What is expected:
Start at the line containing "[mark] the tree trunk" and transcribe every line exactly through the end of the records below, and only those lines.

━━━━━ Record list ━━━━━

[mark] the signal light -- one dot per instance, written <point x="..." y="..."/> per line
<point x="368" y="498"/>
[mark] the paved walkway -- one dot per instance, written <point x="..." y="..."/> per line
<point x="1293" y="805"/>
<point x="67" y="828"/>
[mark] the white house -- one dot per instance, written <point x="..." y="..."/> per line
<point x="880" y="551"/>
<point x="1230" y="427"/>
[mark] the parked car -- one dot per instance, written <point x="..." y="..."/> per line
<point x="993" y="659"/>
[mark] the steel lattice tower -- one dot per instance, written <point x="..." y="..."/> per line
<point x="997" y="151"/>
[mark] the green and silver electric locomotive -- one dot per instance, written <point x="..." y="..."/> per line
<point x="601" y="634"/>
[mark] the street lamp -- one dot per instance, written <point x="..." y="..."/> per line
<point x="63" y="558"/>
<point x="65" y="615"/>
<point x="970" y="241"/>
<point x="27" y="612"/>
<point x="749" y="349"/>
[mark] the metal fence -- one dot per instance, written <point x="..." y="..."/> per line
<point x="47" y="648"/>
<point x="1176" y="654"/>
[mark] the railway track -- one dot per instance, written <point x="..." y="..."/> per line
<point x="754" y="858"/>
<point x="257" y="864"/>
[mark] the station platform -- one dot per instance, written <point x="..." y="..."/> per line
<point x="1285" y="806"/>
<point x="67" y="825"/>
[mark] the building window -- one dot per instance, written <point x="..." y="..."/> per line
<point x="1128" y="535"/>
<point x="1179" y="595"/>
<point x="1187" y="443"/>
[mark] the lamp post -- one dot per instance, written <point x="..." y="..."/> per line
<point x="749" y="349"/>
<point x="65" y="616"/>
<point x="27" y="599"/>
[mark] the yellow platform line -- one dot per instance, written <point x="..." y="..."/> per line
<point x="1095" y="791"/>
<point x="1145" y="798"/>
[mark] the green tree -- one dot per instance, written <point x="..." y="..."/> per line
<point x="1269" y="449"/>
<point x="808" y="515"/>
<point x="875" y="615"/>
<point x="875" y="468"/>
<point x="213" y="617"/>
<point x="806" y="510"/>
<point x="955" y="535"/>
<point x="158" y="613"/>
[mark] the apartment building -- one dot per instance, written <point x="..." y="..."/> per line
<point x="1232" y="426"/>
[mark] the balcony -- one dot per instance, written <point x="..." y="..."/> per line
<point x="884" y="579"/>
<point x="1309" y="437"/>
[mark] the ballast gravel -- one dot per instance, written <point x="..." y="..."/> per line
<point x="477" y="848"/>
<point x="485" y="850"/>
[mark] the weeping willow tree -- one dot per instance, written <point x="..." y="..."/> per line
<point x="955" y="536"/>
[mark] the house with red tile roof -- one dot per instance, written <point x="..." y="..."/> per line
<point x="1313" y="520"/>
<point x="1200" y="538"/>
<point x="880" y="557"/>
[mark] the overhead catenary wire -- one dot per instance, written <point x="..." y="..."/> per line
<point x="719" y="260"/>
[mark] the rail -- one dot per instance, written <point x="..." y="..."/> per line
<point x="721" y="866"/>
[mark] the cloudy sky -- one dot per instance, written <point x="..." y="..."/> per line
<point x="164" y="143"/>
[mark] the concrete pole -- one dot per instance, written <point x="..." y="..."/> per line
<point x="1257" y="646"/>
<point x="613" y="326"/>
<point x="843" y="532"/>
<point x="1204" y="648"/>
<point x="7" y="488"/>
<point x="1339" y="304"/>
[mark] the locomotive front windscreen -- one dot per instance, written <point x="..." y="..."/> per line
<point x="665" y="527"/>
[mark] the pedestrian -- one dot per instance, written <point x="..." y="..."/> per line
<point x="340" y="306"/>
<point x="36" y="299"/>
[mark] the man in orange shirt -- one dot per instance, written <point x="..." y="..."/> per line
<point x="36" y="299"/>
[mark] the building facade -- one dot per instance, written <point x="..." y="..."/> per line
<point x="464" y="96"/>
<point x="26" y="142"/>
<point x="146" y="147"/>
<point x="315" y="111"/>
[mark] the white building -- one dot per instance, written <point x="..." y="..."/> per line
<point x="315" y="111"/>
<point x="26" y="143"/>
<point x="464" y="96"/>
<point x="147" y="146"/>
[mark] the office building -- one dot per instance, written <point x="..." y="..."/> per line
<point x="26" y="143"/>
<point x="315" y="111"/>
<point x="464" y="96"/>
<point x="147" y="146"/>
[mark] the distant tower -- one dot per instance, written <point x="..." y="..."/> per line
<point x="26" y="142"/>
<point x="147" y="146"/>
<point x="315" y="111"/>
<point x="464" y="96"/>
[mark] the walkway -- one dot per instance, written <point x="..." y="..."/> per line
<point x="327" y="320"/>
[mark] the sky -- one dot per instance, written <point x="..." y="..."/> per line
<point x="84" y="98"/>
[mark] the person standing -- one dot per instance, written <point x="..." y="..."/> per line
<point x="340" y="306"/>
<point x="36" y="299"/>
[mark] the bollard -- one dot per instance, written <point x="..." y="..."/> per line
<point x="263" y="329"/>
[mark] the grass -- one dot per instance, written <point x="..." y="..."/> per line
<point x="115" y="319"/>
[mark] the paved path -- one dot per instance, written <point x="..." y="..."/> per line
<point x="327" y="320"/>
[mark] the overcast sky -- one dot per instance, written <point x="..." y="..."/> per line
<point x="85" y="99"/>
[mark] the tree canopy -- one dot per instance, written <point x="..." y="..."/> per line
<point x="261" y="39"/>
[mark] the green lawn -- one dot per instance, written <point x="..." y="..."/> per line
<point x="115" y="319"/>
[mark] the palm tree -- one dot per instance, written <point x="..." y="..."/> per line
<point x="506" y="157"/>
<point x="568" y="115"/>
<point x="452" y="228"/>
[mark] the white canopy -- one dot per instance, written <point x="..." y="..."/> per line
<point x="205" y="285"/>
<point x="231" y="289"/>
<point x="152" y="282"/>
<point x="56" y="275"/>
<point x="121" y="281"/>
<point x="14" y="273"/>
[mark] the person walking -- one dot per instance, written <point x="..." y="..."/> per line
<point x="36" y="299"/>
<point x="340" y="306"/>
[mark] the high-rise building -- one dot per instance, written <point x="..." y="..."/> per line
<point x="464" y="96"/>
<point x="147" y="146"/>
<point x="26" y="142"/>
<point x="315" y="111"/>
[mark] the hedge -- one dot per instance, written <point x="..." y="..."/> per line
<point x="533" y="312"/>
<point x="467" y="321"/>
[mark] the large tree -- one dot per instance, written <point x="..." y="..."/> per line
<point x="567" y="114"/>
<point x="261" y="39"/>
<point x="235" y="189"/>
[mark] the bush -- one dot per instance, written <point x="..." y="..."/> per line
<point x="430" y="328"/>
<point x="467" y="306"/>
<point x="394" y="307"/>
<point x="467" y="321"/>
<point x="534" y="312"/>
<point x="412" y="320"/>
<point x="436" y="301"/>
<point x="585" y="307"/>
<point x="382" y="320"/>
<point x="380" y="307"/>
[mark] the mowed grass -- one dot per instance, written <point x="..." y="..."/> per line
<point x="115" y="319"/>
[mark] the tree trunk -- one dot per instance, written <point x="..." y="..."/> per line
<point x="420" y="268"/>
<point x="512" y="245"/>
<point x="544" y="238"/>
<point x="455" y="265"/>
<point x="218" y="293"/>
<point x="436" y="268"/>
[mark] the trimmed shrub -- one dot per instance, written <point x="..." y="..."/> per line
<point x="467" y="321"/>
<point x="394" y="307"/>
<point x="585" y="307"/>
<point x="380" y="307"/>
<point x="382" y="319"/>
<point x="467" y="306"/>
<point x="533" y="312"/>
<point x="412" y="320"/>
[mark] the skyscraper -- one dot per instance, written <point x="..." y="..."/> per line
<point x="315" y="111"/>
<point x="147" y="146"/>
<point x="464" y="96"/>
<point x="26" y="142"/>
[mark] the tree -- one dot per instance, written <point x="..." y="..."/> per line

━━━━━

Output for this task:
[mark] the tree trunk -- one dot per instance, written <point x="..." y="..."/> per line
<point x="420" y="268"/>
<point x="512" y="245"/>
<point x="544" y="238"/>
<point x="455" y="265"/>
<point x="218" y="293"/>
<point x="436" y="268"/>
[mark] the trimmed shrub -- one dot per instance, written <point x="..." y="..."/> per line
<point x="467" y="321"/>
<point x="394" y="307"/>
<point x="585" y="307"/>
<point x="380" y="307"/>
<point x="382" y="319"/>
<point x="467" y="306"/>
<point x="533" y="312"/>
<point x="412" y="320"/>
[mark] the skyscraper -- one dot per instance, written <point x="..." y="..."/> per line
<point x="315" y="111"/>
<point x="147" y="146"/>
<point x="464" y="96"/>
<point x="26" y="142"/>
[mark] the tree -- one dot per instance, written <point x="..." y="..."/> per line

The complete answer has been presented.